> Aim of the exercise
Return the lines below exactly as they stand, starting at the line containing "Dear assistant, the user would like the girl's hand" and ending at the line containing "[172,380,194,395]", both ends included.

> Records supplied
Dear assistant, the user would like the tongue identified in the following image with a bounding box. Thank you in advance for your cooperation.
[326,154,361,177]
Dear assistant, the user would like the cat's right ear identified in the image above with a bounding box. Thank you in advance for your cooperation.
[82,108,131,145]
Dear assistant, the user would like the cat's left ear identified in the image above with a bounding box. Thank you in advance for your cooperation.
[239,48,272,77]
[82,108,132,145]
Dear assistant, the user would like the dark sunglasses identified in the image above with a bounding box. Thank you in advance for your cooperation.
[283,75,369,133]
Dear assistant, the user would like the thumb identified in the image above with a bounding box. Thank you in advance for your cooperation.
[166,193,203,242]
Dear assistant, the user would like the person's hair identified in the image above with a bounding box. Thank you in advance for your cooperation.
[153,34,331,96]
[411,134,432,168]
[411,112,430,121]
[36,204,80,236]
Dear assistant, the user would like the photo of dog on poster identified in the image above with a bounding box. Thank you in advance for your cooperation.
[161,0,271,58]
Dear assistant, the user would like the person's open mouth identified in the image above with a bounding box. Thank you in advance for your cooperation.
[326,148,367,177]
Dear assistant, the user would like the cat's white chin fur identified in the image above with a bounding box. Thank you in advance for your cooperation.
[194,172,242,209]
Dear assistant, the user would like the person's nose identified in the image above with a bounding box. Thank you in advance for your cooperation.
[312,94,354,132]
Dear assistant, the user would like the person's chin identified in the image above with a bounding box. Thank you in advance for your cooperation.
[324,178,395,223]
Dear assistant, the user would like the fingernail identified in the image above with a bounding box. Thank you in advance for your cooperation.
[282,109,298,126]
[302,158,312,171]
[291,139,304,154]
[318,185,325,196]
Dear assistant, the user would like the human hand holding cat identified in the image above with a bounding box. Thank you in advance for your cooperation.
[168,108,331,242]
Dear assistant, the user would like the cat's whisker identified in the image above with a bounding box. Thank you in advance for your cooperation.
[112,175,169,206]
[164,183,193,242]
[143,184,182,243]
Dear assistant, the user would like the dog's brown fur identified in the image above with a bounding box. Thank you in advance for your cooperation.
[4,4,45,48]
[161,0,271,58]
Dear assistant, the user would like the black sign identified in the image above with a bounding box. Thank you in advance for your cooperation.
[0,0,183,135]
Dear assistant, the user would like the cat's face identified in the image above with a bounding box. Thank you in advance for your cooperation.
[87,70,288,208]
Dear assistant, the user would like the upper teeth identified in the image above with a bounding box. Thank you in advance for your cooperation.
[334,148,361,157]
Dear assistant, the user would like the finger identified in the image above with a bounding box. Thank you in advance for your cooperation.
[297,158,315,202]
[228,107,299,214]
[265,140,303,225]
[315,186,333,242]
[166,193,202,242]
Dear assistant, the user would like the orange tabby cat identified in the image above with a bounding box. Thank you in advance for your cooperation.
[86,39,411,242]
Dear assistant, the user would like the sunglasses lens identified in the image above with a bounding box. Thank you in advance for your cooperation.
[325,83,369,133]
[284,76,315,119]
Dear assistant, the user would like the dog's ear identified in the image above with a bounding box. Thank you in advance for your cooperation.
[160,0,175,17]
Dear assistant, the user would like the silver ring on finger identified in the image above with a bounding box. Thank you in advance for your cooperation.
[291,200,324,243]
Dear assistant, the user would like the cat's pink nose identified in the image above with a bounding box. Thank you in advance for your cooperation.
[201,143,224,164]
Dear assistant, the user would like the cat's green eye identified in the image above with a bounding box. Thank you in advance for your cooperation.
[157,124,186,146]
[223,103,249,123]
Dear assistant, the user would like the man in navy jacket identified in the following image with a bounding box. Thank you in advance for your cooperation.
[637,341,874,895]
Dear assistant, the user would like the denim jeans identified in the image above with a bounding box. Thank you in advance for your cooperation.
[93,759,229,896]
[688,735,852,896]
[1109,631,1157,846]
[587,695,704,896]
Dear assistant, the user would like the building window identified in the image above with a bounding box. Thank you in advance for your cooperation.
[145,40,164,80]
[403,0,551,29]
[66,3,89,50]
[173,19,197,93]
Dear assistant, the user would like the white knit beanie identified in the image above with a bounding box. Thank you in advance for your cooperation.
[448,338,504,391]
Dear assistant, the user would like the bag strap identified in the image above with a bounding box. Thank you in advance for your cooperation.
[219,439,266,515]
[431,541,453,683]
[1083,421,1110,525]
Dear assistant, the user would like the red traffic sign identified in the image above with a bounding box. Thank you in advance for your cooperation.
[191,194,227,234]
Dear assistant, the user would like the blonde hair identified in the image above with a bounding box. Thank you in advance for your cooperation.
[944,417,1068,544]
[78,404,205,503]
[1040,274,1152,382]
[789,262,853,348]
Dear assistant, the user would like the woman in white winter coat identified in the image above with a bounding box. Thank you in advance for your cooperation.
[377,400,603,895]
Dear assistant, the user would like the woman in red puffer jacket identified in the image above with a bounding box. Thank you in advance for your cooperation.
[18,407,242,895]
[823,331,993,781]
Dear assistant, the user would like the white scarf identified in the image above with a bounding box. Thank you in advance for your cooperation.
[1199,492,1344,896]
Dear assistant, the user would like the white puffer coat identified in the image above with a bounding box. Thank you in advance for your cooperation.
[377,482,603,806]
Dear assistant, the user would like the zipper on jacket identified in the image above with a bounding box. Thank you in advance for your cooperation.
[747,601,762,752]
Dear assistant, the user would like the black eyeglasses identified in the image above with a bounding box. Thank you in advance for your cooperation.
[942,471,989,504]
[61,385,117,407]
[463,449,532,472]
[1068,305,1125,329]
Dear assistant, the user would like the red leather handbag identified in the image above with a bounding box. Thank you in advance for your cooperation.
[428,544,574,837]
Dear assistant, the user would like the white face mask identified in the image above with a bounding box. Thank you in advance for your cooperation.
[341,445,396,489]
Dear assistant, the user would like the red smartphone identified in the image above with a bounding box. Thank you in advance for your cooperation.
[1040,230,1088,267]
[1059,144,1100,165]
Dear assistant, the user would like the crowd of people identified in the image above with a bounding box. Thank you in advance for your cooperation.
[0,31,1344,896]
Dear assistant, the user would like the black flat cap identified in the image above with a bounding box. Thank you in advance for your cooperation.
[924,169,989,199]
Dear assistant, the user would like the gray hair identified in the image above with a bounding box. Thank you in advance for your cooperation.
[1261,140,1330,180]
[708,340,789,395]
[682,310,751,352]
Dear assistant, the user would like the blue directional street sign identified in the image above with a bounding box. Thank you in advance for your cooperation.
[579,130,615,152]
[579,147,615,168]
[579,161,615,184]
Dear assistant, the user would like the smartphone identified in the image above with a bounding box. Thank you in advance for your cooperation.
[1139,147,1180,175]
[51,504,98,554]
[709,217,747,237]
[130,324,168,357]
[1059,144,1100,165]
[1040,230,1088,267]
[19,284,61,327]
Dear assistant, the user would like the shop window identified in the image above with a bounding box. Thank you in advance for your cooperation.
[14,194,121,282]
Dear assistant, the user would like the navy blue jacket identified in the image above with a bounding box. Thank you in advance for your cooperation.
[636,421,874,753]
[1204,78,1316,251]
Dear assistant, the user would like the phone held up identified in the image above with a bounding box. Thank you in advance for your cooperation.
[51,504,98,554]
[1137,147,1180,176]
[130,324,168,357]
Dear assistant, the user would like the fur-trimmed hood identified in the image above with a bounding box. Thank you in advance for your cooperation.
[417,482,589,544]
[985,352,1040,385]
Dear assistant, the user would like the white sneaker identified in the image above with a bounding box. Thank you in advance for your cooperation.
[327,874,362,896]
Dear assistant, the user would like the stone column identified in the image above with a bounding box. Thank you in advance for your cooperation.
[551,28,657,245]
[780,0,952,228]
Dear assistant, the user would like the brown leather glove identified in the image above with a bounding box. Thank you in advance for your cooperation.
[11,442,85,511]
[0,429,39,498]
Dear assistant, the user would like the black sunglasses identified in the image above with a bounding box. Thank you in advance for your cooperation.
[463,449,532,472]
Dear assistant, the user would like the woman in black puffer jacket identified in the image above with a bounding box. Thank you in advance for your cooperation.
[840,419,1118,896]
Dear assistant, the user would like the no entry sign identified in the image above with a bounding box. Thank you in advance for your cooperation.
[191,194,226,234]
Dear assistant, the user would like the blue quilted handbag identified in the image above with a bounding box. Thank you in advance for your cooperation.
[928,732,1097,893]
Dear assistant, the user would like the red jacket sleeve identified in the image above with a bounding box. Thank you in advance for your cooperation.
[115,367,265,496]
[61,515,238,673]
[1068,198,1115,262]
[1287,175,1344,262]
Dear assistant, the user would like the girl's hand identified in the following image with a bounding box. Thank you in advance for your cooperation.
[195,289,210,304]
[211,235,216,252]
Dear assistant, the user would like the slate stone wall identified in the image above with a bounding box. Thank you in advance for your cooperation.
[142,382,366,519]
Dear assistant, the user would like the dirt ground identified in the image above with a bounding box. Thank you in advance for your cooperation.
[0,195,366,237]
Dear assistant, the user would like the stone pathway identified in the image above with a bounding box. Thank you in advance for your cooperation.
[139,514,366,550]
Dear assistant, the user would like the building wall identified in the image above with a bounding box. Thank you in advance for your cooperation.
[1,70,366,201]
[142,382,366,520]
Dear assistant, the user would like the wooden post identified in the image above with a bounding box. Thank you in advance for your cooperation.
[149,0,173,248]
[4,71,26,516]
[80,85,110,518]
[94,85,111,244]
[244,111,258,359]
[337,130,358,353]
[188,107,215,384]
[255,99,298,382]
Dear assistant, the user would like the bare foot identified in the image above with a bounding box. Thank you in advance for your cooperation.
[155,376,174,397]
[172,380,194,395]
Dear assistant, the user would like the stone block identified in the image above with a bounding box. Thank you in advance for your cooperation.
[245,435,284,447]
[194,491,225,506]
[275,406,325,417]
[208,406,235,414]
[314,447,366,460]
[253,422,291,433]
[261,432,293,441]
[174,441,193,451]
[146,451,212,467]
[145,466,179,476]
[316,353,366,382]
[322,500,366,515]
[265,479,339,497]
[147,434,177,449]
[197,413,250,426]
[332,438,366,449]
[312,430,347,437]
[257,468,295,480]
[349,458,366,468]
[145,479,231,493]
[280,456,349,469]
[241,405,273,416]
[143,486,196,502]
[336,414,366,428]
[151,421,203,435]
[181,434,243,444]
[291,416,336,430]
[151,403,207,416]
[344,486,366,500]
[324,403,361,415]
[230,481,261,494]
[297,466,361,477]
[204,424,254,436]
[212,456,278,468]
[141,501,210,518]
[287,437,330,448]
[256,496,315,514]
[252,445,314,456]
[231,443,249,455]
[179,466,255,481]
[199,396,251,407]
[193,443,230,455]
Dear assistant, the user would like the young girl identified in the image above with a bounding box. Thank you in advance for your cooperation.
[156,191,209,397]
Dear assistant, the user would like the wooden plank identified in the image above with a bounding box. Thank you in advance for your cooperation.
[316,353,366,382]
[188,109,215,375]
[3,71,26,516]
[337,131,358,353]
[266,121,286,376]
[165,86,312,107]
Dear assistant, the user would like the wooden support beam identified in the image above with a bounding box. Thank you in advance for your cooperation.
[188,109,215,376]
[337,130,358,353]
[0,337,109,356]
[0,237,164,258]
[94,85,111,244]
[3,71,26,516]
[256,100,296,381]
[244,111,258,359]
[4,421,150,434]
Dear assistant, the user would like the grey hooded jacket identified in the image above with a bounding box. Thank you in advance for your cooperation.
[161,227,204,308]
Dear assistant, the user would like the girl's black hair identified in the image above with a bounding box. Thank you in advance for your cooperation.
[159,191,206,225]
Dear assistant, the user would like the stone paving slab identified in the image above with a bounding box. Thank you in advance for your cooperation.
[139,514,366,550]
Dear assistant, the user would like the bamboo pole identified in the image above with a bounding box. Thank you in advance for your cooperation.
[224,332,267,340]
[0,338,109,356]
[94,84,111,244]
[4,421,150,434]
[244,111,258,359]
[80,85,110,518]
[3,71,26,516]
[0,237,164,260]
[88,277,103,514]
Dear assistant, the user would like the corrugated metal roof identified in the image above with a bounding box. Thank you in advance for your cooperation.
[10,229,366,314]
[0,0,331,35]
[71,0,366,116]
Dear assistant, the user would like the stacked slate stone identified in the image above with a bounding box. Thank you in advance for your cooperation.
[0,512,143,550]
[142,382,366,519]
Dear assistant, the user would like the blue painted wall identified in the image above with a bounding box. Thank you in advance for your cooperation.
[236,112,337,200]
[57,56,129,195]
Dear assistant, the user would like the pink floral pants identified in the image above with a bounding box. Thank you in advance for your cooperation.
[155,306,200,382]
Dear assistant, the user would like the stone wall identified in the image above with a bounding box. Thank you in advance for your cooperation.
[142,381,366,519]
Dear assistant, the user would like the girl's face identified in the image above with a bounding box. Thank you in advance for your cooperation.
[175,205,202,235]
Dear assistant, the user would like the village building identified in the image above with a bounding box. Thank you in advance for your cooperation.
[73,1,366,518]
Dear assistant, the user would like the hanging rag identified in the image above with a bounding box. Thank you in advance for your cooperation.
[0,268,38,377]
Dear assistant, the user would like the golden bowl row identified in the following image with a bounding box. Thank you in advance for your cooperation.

> Problem solution
Dear assistant, the user would like the girl's hand identified in the following image with a bounding box. Thank you in advance for your cooperation.
[195,289,210,304]
[211,235,216,252]
Dear assistant, the user would like the slate stone wall identified in the image above with a bounding box. Thank you in advance for your cooperation.
[142,382,366,519]
Dear assistant, the user would like the dirt ground identified in the image above with a bounding box. Thank you in advance for your cooperation.
[0,195,366,237]
Dear assistant, the user would like the stone pathway identified in the image above with a bounding box. Thank you in advance for your cooperation.
[139,514,366,550]
Dear assistant, the user would like the building wall identified in the image above with a bounding box. Thank you in advance for your cooperation.
[1,70,366,201]
[142,382,366,520]
Dear assistant, the user would like the wooden post identified in the image above with a bounding box. Thank you in advance for your cooperation.
[149,0,173,248]
[4,71,26,516]
[80,85,110,518]
[94,85,111,244]
[244,111,258,359]
[337,130,358,353]
[188,107,215,384]
[255,99,298,382]
Dear assistant, the user would like the bare foot identified in the image above with a bounding box. Thank you in advance for your cooperation.
[155,376,174,397]
[172,380,194,395]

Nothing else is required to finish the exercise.